** What is expected **
Convert the lines below into a Markdown table with two columns, Row and Line, giving each row a number and skipping blank lines. Leave the pictures out of the table.

....

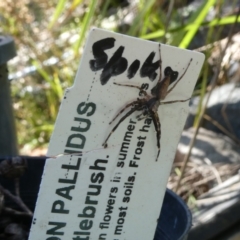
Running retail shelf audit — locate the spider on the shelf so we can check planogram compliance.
[103,44,192,161]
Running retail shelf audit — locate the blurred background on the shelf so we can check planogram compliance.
[0,0,240,240]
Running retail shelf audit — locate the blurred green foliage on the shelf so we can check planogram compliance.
[0,0,239,153]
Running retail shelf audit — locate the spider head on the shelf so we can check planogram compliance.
[164,67,178,84]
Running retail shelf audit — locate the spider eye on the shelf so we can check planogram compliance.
[164,67,178,84]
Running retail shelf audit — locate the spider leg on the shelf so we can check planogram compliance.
[113,83,147,96]
[160,98,191,105]
[167,58,192,93]
[103,105,141,148]
[158,44,162,83]
[150,110,161,162]
[109,100,140,124]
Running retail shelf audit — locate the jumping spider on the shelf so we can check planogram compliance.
[103,44,192,161]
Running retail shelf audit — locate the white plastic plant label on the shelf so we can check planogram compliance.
[29,28,204,240]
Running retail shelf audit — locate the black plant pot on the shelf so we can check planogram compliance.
[0,157,192,240]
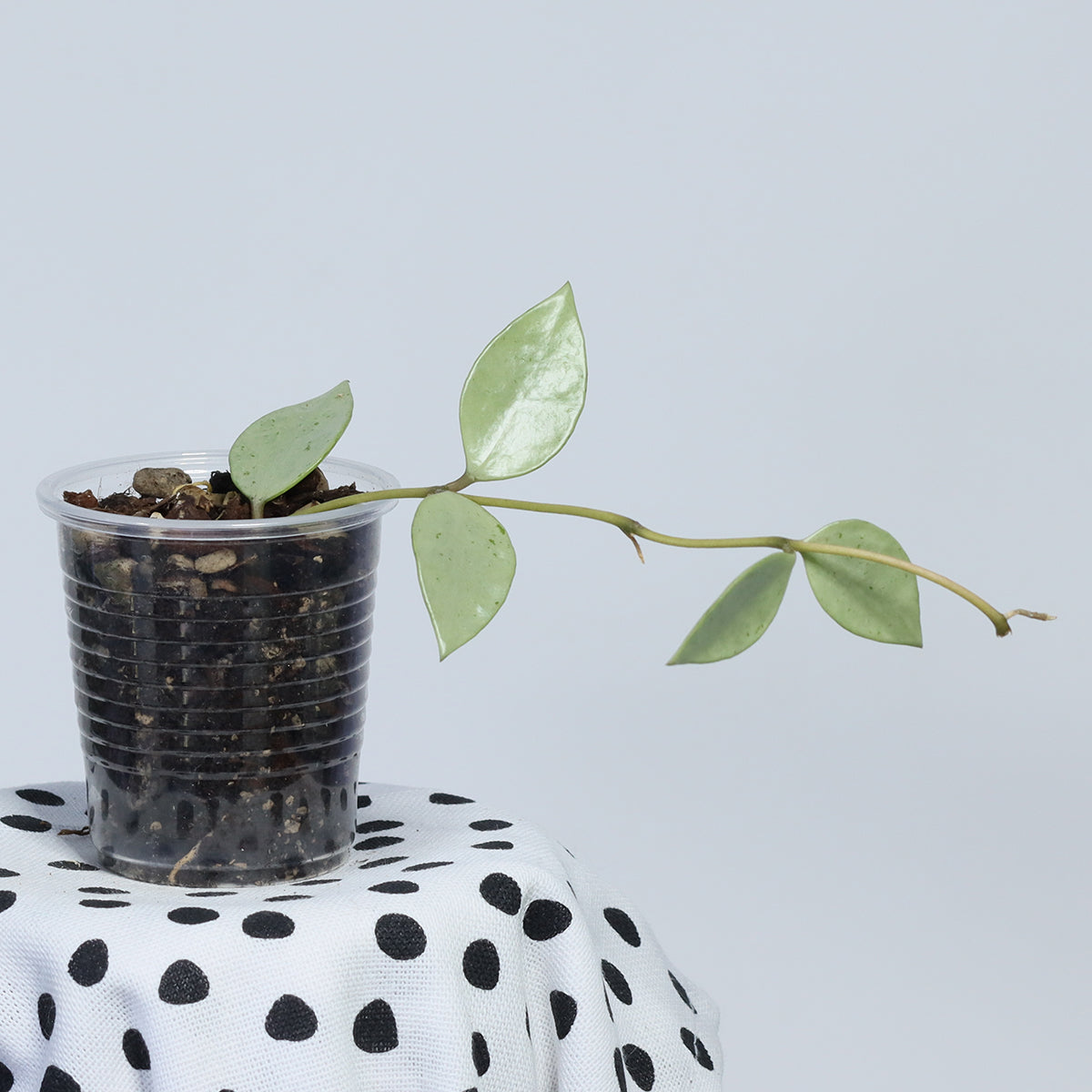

....

** Final result **
| Row | Line |
|---|---|
| 1 | Running retail shelf audit — locate the spider on the shelf so we can check planogram compliance. |
| 2 | [103,44,192,161] |
| 3 | Running retail shelf audit — locate the blurred background on the shelf so we can check planogram compliance. |
| 4 | [0,0,240,240] |
| 5 | Running retail shelf audit — locate the blurred green foliage on the shelf so we can check planogram compliance. |
| 6 | [0,0,239,153] |
| 7 | Running retail shelf audit — locate the spider head on the shelf so we can check planogram compliance. |
| 8 | [164,67,178,84] |
| 9 | Running retail shelf audit — locate the spider eye on the shelf so we can check planogram compliance. |
| 10 | [164,67,178,84] |
| 11 | Running retail shelf audit — locate the spider leg on the shelf so we can check planogram compliance. |
| 12 | [113,83,147,96] |
| 13 | [160,98,191,105] |
| 14 | [167,58,192,93] |
| 15 | [103,105,141,148] |
| 16 | [158,44,162,83] |
| 17 | [150,110,161,162] |
| 18 | [109,100,140,124] |
| 19 | Running retail shelf audit — locate the jumping spider on the shelf so we can check planogram compliance. |
| 20 | [103,44,192,161] |
| 21 | Running retail shelf audit — locate the white plastic plant label on the shelf so we can check planogram compliance. |
| 22 | [29,28,204,240] |
| 23 | Running retail shelf audit — locate the black plant pot on the shelf so we can check planogram compliance. |
| 24 | [0,157,192,240] |